Task requirements
Please find each line in the records that contains the word "brown" and copy those lines out. Case counts.

Data
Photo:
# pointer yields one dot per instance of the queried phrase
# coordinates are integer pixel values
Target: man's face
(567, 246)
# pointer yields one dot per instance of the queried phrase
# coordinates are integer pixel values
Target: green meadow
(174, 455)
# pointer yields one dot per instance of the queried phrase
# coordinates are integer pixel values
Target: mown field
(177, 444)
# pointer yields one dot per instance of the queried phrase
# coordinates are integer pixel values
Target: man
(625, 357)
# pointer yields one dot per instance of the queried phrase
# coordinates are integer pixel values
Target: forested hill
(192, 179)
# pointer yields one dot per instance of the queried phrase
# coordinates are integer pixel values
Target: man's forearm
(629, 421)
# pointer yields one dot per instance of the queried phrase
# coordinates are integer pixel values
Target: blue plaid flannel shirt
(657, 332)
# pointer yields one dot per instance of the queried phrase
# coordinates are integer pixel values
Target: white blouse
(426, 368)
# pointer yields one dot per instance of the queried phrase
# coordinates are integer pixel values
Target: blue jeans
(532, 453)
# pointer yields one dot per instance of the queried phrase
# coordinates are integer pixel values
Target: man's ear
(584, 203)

...

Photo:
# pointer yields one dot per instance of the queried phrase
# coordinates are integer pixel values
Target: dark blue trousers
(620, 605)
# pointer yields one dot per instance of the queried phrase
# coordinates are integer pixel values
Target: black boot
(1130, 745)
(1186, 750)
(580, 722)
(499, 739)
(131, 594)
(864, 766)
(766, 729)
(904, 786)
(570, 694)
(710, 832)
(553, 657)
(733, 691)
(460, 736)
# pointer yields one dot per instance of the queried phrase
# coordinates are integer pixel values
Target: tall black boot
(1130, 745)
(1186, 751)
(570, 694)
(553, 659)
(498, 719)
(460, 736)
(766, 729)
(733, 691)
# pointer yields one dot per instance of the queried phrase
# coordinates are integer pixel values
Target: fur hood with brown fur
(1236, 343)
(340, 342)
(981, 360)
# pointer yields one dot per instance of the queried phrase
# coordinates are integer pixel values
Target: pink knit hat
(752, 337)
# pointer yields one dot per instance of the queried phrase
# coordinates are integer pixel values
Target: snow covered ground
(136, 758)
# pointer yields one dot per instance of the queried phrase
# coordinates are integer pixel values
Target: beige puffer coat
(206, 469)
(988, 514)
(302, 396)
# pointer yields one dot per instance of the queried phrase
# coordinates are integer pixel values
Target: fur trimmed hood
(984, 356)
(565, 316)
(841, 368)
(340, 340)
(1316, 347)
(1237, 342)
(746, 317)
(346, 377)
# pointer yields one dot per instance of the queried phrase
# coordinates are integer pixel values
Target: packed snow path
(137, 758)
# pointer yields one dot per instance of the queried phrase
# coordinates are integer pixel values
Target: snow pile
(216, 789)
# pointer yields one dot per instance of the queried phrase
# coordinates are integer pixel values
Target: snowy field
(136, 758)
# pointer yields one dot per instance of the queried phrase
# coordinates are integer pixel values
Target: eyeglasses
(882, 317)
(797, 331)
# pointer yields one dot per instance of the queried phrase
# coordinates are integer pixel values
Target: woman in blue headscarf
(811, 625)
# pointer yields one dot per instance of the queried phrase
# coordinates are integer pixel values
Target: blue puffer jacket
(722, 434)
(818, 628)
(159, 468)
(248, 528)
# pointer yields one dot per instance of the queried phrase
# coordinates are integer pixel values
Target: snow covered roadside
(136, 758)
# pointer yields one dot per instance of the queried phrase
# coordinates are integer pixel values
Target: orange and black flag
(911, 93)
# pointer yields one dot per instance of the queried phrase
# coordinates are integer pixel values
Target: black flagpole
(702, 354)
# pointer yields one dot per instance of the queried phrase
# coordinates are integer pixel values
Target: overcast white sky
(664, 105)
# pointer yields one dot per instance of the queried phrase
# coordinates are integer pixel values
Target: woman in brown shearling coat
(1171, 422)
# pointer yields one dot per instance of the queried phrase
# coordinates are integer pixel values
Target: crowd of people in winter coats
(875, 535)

Answer to the problem
Target: fur hood with brown fur
Target: woman in brown shearling coat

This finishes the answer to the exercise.